(Pointing entries for named objects)
========================================================================

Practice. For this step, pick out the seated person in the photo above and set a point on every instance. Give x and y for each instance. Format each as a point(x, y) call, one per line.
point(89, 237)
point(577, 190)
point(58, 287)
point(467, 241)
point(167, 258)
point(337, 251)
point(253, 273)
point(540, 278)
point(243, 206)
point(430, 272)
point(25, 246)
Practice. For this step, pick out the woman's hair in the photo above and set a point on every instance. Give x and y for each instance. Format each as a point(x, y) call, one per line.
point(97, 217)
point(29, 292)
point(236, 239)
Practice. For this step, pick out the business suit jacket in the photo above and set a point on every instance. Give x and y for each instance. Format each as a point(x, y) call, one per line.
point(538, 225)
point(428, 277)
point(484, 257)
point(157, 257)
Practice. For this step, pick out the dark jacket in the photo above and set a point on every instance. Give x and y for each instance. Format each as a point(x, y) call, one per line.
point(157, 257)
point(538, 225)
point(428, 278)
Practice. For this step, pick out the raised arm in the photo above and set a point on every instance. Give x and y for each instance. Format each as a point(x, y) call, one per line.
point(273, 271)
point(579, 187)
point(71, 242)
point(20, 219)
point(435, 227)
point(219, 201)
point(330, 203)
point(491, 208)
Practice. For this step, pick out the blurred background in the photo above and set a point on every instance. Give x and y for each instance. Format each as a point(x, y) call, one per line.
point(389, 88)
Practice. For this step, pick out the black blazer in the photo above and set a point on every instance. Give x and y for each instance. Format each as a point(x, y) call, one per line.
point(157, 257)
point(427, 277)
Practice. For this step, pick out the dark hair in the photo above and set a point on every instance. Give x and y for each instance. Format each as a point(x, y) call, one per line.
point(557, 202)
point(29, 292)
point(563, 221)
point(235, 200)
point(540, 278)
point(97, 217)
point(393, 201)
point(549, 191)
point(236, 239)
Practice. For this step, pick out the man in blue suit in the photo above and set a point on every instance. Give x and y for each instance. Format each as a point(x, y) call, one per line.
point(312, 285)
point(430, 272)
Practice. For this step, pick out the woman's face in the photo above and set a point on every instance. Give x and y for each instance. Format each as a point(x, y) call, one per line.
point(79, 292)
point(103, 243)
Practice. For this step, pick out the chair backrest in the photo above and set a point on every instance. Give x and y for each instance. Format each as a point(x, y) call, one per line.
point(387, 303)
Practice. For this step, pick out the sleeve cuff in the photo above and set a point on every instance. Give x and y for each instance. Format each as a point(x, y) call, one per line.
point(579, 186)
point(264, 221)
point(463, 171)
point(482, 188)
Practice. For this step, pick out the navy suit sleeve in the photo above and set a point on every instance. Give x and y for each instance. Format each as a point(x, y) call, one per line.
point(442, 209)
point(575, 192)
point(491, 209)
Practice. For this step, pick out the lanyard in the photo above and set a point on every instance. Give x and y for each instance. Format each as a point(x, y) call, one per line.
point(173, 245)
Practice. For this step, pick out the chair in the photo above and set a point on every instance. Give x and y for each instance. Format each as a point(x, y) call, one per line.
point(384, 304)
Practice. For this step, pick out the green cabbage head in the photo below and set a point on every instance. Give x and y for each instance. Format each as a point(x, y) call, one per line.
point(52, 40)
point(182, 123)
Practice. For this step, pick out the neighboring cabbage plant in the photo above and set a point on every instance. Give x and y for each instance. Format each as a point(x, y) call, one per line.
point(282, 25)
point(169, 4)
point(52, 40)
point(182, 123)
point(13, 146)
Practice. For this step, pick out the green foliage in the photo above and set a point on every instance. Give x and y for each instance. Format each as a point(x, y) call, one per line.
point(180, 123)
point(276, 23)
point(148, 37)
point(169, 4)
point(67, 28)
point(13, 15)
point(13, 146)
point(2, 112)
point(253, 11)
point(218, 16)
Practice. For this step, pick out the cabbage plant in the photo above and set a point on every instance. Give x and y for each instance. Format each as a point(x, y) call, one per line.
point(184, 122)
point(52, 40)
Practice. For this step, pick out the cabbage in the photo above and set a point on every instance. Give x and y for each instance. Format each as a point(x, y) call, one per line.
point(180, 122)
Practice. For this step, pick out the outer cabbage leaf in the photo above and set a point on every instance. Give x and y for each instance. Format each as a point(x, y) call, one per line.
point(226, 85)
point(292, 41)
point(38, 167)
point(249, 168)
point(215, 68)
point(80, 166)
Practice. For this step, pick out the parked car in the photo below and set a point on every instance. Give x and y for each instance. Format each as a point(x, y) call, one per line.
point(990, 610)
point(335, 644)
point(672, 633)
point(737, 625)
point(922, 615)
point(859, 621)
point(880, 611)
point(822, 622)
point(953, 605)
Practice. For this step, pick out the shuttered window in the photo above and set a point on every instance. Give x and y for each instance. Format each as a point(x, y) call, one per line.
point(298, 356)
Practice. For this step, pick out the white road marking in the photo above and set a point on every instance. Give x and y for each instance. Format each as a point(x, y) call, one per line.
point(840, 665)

========================================================================

Repeat word for word the stretch of the listing from the line containing "Practice. For this step, pick out the lanyard" through the line containing "point(80, 166)".

◆ **Task response**:
Practice. For this step, pick out the lanyard in the photo above and set a point on every instance. Give x and y for each instance. Format each as a point(x, y) call, one per line.
point(173, 245)
Practice. For this step, pick out the chair in the photo above and set a point on every instance. Give x and y for each instance. Format each as a point(x, y) call, one per line.
point(384, 304)
Practice. For this step, pick out the green cabbage head in the photo below and set a point on every instance. Give x and y for each instance. Format each as a point(x, y) call, one per line.
point(52, 40)
point(182, 123)
Practice. For this step, pick out the neighboring cabbage plant in the photo above and set a point on every instance. Give x and y for each instance. Format each as a point(x, y) call, one per line.
point(282, 25)
point(169, 4)
point(52, 40)
point(182, 123)
point(13, 146)
Practice. For this step, pick out the green foliage in the photo above and set a point on every instance. Give x and y for each instance. Format each as a point(x, y) call, one per line.
point(180, 123)
point(276, 23)
point(148, 37)
point(169, 4)
point(67, 28)
point(13, 15)
point(13, 146)
point(2, 112)
point(253, 11)
point(218, 16)
Practice. For this step, pick out the cabbage plant in the photo above and set a point on every instance. Give x and y for each instance. Format each as a point(x, y) call, one per line.
point(184, 122)
point(52, 40)
Practice. For this step, pick out the cabbage in the photo above and set a point on every instance. Give x and y for each instance. Format each as a point(x, y) call, one per line.
point(180, 122)
Practice. For this step, pick out the outer cabbage leaf in the photo above and set a point on every instance. Give x and y for each instance. Format each as a point(x, y) call, one per line.
point(226, 85)
point(292, 41)
point(38, 167)
point(249, 168)
point(215, 68)
point(80, 166)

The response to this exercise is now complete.